» Brief: Set down all of the lines below exactly as they are given.

» Dataset excerpts:

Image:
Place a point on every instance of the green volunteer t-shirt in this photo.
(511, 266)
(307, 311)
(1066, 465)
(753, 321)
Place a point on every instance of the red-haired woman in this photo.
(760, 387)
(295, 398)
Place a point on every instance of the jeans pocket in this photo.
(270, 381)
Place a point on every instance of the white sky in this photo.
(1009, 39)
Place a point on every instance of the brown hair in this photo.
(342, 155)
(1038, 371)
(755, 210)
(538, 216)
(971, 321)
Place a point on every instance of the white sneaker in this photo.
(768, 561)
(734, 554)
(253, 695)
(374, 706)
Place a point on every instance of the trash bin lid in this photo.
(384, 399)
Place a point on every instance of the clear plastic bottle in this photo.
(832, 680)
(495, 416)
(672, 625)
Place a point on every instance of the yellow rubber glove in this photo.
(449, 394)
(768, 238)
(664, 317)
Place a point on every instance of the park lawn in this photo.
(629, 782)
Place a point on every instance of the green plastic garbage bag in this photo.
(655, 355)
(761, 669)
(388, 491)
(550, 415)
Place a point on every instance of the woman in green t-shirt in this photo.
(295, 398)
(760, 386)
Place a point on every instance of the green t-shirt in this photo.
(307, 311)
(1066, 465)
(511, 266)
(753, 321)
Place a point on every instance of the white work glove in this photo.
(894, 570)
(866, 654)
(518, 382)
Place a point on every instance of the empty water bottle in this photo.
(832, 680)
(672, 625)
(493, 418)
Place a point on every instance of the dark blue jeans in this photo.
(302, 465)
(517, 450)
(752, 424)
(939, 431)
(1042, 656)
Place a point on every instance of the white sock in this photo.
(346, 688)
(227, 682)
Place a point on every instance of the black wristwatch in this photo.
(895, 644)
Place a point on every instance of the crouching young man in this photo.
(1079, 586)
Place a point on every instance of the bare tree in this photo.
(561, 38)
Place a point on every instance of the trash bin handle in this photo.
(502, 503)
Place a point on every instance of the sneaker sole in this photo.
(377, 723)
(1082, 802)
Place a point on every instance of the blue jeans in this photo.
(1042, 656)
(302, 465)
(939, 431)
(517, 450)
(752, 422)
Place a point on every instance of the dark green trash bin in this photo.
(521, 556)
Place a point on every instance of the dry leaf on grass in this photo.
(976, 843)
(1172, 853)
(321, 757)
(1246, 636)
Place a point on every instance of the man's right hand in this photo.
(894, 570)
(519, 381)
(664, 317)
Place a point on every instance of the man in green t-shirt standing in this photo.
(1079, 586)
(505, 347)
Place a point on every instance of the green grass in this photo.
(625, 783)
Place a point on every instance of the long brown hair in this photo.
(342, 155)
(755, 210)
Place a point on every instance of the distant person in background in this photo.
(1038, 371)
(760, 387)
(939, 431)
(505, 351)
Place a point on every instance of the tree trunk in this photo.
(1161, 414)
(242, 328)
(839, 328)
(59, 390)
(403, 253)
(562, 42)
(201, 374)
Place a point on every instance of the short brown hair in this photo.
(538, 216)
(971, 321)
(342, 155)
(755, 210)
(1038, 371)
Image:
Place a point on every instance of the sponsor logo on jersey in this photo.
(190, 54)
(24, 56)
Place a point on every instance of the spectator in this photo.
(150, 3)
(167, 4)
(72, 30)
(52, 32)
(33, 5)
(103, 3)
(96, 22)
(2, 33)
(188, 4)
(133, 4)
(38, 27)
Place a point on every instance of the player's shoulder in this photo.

» Expected answer:
Image:
Place a point on every instance of the green volunteer t-shirt in this photo.
(511, 266)
(307, 311)
(1066, 465)
(753, 321)
Place a point on every instance of the red-haired woman in this photo.
(760, 387)
(295, 398)
Place a point on every instance of the jeans pocket in this photo.
(270, 381)
Place a point on every instance of the white sky in this photo.
(1009, 39)
Place a point on every instance of the brown hair in this photo.
(342, 155)
(1038, 371)
(755, 210)
(538, 216)
(971, 321)
Place a point on every instance of the white sneaker in this photo.
(768, 561)
(734, 554)
(253, 695)
(374, 706)
Place a point on every instance of the trash bin lid in this photo.
(384, 399)
Place a point on every instance of the clear plastic bottle in this photo.
(832, 680)
(495, 416)
(672, 625)
Place a point on every instance of the yellow rubber glove in this photo.
(449, 394)
(768, 238)
(664, 317)
Place a point on every instance of the park lawn in this photo.
(629, 782)
Place a point on every instance of the green plastic garbage bag in this photo.
(655, 355)
(761, 669)
(388, 491)
(550, 415)
Place a point on every instance of the woman in green t-shirt in this photo.
(295, 398)
(760, 386)
Place a point on every instance of the green t-shirt in this photo.
(307, 311)
(1066, 465)
(511, 266)
(753, 321)
Place a point on every instance of the white work glove in this photo.
(894, 570)
(866, 654)
(518, 382)
Place a point on every instance of the empty water bottle in this photo.
(832, 680)
(672, 625)
(493, 418)
Place a point on every instance of the dark blue jeans in this photo.
(302, 465)
(517, 450)
(752, 424)
(939, 431)
(1042, 656)
Place a point on every instance of the white sock in this photo.
(346, 688)
(227, 682)
Place a point on every instance of the black wristwatch in this photo.
(895, 644)
Place a point on every instance of the crouching young man in this photo.
(1079, 586)
Place a point on every instance of the bare tree in this photo.
(561, 38)
Place a point on every instance of the trash bin handle in this photo.
(502, 503)
Place a point on every instance of the sneaker sole in this photo.
(377, 723)
(1082, 802)
Place a point on every instance of the blue jeans in this photo.
(1042, 656)
(302, 465)
(939, 431)
(517, 450)
(752, 422)
Place a point on every instance of the dark green trash bin in this photo.
(521, 556)
Place a point on every instance of the dry leaf on grass in this photo.
(976, 843)
(1172, 853)
(321, 757)
(1246, 636)
Place a point on every instance of the man's right hand in this photo.
(894, 570)
(519, 381)
(664, 317)
Place a point on every instance of the man in green t-shirt standing in this photo.
(1079, 586)
(505, 347)
Place a point on every instance of the green grass in this photo.
(625, 783)
Place a point on every instance of the long brown hair in this photo.
(342, 155)
(755, 210)
Place a point on every instance of the distant person in background in this photo.
(1038, 371)
(760, 387)
(939, 431)
(505, 351)
Place a point on every instance of the tree trunk in this photo.
(1161, 414)
(242, 328)
(839, 328)
(59, 390)
(403, 253)
(562, 42)
(201, 374)
Place a point on every instance of the short brown hair in this photo.
(538, 216)
(971, 321)
(342, 155)
(755, 210)
(1038, 371)
Image:
Place a point on every instance of the sponsor logo on jersey in this photo.
(190, 54)
(24, 56)
Place a point on every instance of the spectator in this photo.
(150, 3)
(167, 4)
(72, 30)
(52, 32)
(33, 5)
(103, 3)
(96, 22)
(2, 33)
(188, 4)
(133, 4)
(38, 27)
Place a point on every instance of the player's shoulder in this photo.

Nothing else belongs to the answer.